**SELECTED TEXT**.
The formula is simple: a) talk through the problem, either with a caring friend or by yourself; b) if it requires action, do what must be done; and c) if no action is called for, then set it aside and
fo­cus your energies in more productive areas. Talk. Act. Move on.

Remember, worry is not the same as healthy concern. Worry is like a rocking chair -- it gives you something to do, but gets you nowhere. Decide to worry less, and you may find yourself living more!

From Lifesupport.

Thursday, March 22, 2007


“On life's journey faith is nourishment, virtuous deeds are a shelter, wisdom is the light by day and right mindfulness is the protection by night. If a man lives a pure life, nothing can destroy him.”


A humorous story tells about a speeding motorist who was caught by radar from a police helicopter in the sky. An officer pulled him over and began to issue a traffic ticket. "How did you know I was speeding?" the frustrated driver asked.

The police officer pointed somberly toward the sky. "You mean," asked the motorist, "that even He is against me?"

It's like the man who said, "It feels like the whole world is against me...but I know that's not true. Some of the smaller countries are neutral."

When we have a problem, it can often feel as if everything in our life is going wrong. We may tend to think that everybody is upset, that nobody cares or that everything is falling apart.

To think more clearly and to solve your problems more effectively, try letting go of these destructive beliefs:

  • Let go of the idea that your problem is perma­nent. Few troubles last forever. And those that can­not be solved can usually be managed.
  • Let go of the idea that your problem is pervasive. Few problems affect every area of your life.
  • Let go of the idea that your problem is personal. There is nothing wrong with you because you have a problem. All capable, lovable and suc­cessful people have plenty of problems.

**EXERCISE REQUIREMENTS**.
Answer these questions from the passage on worry:
1. What object does the passage compare worry to?
2. In the humorous story, how was the motorist caught speeding?
3. What does the passage say can usually be done with troubles that cannot be solved?
Rely only on the passage on worry; bring in nothing from outside it.

(Dataset items)
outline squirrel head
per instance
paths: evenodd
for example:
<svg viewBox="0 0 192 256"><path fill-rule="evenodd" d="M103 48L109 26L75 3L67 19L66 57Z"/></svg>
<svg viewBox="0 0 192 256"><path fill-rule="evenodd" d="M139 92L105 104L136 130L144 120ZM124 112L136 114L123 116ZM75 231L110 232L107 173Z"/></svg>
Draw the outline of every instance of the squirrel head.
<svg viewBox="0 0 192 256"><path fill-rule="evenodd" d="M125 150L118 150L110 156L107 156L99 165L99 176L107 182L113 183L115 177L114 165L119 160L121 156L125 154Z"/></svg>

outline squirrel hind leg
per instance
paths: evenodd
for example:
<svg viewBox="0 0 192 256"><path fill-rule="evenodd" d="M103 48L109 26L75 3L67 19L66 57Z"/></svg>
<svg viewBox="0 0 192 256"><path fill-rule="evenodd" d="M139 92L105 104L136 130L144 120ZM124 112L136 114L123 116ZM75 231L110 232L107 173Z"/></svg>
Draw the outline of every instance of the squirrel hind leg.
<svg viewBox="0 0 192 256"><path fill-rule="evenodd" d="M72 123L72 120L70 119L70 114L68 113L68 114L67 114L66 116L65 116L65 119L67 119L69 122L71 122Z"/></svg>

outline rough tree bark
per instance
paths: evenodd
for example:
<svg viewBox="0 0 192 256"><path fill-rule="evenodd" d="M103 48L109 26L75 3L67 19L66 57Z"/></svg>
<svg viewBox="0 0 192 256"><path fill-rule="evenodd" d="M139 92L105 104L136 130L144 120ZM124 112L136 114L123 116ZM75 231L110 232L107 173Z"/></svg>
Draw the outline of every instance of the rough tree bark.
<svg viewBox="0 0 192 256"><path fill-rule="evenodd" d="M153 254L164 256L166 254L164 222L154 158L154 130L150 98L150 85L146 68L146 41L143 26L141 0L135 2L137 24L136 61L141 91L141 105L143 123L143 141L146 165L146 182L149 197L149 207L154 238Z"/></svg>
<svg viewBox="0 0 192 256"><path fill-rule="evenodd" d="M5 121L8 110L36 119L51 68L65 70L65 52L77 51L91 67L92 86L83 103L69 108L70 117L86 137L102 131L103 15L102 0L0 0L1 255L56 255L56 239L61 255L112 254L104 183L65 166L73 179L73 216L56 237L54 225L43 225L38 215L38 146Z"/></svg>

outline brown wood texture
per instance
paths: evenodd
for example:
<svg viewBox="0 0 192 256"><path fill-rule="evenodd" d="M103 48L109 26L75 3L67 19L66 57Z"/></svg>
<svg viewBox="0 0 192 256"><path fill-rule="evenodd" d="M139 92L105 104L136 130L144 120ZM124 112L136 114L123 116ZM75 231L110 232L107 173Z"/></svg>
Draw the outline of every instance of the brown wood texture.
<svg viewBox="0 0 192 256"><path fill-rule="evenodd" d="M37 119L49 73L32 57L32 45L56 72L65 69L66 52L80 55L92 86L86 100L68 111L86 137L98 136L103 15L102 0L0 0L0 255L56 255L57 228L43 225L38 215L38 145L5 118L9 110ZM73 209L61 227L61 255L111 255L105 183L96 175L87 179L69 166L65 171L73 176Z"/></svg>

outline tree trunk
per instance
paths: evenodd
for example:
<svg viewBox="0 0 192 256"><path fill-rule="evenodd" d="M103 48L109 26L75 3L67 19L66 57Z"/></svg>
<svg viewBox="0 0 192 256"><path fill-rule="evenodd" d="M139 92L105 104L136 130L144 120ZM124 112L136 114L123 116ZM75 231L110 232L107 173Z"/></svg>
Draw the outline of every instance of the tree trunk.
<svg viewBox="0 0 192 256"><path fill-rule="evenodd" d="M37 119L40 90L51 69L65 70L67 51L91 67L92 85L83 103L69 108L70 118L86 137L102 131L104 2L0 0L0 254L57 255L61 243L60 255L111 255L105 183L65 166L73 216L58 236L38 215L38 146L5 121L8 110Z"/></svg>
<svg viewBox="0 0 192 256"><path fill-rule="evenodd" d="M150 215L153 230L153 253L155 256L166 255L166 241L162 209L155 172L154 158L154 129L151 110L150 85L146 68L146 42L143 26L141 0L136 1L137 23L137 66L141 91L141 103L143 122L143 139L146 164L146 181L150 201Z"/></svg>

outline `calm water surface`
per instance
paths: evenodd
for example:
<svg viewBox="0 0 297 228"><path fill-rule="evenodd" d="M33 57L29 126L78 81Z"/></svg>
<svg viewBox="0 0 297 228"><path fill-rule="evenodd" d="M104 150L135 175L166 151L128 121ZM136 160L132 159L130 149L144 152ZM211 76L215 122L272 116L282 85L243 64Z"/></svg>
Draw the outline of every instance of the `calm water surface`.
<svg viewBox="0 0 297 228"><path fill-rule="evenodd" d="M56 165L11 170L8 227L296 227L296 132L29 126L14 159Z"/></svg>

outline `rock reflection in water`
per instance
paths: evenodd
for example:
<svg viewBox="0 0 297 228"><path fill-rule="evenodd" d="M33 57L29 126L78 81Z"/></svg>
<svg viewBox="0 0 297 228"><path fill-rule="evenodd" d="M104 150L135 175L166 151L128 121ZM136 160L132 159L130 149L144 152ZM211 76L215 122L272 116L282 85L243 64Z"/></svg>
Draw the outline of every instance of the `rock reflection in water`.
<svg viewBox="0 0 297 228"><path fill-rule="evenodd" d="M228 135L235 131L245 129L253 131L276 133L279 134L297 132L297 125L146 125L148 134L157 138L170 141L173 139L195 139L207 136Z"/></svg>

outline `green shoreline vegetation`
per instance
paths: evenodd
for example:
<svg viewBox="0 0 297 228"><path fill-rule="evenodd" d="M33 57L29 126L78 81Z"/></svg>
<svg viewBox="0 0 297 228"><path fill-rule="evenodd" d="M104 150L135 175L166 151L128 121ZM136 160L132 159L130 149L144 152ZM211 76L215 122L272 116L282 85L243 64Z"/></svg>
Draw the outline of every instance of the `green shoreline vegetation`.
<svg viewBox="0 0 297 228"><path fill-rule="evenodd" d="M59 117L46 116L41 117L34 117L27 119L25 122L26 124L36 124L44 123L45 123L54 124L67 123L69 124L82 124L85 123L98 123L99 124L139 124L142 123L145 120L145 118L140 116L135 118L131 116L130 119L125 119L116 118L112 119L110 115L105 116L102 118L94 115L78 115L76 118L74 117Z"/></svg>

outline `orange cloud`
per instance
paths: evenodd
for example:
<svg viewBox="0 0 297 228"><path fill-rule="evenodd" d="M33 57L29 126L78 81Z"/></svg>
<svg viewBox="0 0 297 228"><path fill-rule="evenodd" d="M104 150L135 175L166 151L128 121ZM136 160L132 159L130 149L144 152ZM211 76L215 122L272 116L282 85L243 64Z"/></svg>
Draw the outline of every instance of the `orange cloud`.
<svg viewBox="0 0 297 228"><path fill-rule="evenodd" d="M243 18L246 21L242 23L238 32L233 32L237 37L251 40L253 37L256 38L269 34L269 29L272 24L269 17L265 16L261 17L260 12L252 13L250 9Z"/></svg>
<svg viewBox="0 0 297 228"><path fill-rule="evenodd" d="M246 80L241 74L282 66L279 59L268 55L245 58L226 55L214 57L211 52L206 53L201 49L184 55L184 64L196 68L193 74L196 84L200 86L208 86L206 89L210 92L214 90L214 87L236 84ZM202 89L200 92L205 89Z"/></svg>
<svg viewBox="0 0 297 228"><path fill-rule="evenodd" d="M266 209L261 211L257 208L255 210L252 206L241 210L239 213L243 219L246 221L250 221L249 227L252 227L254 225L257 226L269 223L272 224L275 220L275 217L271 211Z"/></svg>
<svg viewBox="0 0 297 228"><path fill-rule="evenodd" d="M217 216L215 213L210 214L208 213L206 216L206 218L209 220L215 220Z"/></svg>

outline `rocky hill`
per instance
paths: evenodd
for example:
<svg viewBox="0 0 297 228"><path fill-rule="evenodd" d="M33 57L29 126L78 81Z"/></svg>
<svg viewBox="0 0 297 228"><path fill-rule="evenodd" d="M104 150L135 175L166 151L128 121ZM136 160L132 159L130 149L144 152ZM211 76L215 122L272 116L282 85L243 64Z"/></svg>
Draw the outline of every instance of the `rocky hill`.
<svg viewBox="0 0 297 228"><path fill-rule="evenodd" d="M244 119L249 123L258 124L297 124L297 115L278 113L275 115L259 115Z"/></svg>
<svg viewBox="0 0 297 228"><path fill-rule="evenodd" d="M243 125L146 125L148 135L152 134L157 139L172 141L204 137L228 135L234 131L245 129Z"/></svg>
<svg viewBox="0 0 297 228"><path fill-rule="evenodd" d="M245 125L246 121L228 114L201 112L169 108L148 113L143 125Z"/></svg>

**SOLUTION TO THIS EXERCISE**.
1. A rocking chair, which gives you something to do but gets you nowhere.
2. By radar from a police helicopter in the sky.
3. They can usually be managed.